#### [DO THIS]
Nothing before the line containing "of the moss-covered" belongs in the answer; quote that line and all lines after it through the end of the material, word for word.

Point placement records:
start
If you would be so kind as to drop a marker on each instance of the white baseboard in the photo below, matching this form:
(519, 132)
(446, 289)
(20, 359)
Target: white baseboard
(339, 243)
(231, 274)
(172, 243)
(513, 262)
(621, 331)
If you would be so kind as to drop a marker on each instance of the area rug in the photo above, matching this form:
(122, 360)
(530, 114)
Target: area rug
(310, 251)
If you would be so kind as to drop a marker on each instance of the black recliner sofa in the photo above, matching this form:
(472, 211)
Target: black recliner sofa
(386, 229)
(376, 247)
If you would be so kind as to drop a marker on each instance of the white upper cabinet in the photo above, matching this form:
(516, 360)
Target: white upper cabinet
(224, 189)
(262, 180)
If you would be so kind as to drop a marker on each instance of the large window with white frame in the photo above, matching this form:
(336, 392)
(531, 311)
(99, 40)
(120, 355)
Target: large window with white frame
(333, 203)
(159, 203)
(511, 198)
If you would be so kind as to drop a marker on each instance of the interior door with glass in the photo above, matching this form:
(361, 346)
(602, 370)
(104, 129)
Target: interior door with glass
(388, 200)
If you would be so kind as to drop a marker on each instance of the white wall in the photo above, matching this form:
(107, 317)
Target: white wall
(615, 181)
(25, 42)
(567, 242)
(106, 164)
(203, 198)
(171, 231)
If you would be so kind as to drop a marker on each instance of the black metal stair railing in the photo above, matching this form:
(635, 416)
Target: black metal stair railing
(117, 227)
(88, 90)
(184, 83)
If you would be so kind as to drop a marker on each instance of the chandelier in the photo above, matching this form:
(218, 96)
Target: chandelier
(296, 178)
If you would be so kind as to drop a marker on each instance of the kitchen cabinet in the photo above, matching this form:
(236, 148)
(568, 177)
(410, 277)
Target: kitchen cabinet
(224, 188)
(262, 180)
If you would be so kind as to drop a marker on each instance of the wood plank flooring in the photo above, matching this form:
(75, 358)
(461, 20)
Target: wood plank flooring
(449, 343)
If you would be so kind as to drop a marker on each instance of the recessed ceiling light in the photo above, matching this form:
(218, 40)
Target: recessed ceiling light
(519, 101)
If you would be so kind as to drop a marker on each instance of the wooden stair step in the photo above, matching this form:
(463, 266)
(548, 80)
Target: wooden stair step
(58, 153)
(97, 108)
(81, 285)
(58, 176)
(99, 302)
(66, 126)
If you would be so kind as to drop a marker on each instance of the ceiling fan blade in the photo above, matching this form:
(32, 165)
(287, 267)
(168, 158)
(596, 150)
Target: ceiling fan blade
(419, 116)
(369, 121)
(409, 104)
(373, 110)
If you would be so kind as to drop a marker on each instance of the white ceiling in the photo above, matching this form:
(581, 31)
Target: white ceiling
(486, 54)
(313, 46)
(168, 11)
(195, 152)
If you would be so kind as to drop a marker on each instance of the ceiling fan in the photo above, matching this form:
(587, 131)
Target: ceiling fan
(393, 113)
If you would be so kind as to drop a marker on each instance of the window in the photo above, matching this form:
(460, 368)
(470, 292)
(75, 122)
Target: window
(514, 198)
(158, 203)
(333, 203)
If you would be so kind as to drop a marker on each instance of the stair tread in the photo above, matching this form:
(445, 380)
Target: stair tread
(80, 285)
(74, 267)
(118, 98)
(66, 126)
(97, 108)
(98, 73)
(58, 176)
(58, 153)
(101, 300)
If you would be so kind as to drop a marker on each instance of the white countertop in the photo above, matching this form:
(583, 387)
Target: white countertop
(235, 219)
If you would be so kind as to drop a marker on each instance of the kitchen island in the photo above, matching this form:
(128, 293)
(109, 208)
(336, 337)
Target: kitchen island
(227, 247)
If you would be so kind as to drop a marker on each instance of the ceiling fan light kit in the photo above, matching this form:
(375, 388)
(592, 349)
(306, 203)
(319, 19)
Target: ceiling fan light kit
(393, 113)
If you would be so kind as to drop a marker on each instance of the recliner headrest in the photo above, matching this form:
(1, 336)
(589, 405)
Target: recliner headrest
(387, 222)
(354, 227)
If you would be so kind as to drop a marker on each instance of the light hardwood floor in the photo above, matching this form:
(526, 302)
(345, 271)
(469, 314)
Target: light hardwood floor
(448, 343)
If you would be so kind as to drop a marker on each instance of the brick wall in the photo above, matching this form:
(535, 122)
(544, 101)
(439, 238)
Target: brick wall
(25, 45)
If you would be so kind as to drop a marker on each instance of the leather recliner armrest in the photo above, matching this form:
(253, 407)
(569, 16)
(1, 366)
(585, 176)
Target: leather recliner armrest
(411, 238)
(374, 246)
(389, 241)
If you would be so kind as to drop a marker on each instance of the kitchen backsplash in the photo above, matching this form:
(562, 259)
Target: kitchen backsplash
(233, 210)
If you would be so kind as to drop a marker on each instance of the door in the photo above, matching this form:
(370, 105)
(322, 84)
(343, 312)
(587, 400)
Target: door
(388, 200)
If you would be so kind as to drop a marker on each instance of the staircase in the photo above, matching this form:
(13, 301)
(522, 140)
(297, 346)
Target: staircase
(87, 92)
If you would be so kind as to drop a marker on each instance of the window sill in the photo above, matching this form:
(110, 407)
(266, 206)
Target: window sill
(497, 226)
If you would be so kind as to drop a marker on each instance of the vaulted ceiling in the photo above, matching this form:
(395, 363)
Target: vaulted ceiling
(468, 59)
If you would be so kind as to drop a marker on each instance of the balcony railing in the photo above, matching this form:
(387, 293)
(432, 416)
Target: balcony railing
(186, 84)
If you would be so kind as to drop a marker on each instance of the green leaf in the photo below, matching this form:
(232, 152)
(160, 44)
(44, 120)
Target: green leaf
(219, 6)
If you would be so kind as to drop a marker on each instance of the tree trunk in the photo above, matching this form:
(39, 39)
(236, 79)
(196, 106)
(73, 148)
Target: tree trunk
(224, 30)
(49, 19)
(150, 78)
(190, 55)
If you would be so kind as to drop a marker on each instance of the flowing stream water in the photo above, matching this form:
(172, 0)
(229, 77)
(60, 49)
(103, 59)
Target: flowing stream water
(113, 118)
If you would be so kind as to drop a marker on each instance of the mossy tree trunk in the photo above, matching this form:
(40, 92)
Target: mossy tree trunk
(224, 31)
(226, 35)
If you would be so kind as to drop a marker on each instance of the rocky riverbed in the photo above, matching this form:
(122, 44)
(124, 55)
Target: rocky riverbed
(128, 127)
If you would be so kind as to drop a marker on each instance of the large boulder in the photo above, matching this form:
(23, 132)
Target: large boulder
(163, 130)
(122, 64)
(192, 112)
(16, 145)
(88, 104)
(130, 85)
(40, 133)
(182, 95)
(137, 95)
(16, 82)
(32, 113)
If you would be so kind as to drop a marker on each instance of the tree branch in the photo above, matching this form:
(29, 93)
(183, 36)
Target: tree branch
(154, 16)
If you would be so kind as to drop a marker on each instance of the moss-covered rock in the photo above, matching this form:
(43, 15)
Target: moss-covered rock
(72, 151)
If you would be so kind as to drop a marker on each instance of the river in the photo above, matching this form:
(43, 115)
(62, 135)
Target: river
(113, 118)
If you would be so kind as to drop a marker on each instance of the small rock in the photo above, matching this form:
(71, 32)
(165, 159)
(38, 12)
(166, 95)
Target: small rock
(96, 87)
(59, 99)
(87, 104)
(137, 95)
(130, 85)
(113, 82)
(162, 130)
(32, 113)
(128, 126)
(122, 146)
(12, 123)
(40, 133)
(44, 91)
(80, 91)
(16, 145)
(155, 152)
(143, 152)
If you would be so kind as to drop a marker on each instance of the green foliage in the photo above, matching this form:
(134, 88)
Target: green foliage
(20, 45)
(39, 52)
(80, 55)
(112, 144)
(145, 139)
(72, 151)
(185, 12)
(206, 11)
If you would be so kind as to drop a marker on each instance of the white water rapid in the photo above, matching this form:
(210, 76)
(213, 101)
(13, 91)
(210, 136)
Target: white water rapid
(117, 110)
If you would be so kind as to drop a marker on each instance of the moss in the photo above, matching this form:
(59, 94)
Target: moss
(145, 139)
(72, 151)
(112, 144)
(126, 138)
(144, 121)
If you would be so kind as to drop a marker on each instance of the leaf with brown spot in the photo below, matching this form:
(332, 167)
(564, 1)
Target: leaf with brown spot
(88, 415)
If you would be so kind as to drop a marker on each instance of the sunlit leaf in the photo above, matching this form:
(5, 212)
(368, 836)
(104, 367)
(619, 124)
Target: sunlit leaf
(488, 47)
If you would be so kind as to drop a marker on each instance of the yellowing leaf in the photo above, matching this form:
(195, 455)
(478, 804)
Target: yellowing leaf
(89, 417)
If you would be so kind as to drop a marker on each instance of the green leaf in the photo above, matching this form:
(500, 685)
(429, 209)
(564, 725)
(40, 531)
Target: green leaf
end
#### [RESPONSE TO THE EXERCISE]
If you would be so kind as to drop a marker on each instance of the moss-covered rock in the photo above, matching this form:
(43, 15)
Target: moss-covered rock
(72, 151)
If you would be so kind as to drop a marker on each instance of the river in the photo above, matching this form:
(43, 115)
(62, 135)
Target: river
(113, 118)
If you would be so kind as to drop a marker on each instance of the small rock in the photo above, matching this form:
(71, 32)
(165, 159)
(38, 12)
(166, 95)
Target: small rock
(96, 87)
(59, 99)
(87, 104)
(137, 95)
(130, 85)
(113, 82)
(162, 130)
(32, 113)
(128, 126)
(122, 146)
(12, 123)
(40, 133)
(44, 91)
(80, 91)
(16, 145)
(155, 152)
(143, 152)
If you would be so kind as to drop a marker on each instance of the green foliage in the photo above, matching this form:
(134, 88)
Target: green foliage
(20, 45)
(39, 52)
(80, 55)
(112, 144)
(145, 139)
(72, 151)
(185, 12)
(206, 11)
If you would be so kind as to drop a marker on each instance of the white water rapid in the photo above, matching this form:
(210, 76)
(213, 101)
(13, 91)
(210, 136)
Target: white water rapid
(117, 110)
If you would be so kind as to drop a marker on each instance of the moss in the photo above, matching this form:
(59, 94)
Target: moss
(145, 139)
(72, 151)
(112, 144)
(126, 138)
(144, 121)
If you would be so kind as to drop a marker on each instance of the leaf with brown spot in the photo below, matching this form:
(332, 167)
(564, 1)
Target: leaf with brown spot
(88, 415)
If you would be so kind as to drop a marker on each instance of the sunlit leaf in the photo above, matching this form:
(5, 212)
(368, 836)
(104, 367)
(619, 124)
Target: sunlit leaf
(488, 47)
If you would be so kind as to drop a marker on each instance of the yellowing leaf in the photo above, matching this form:
(195, 455)
(478, 804)
Target: yellowing leaf
(89, 417)
If you would be so kind as to drop a marker on each instance of the green leaf in the photo above, matching this form:
(500, 685)
(429, 209)
(564, 725)
(40, 531)
Target: green leaf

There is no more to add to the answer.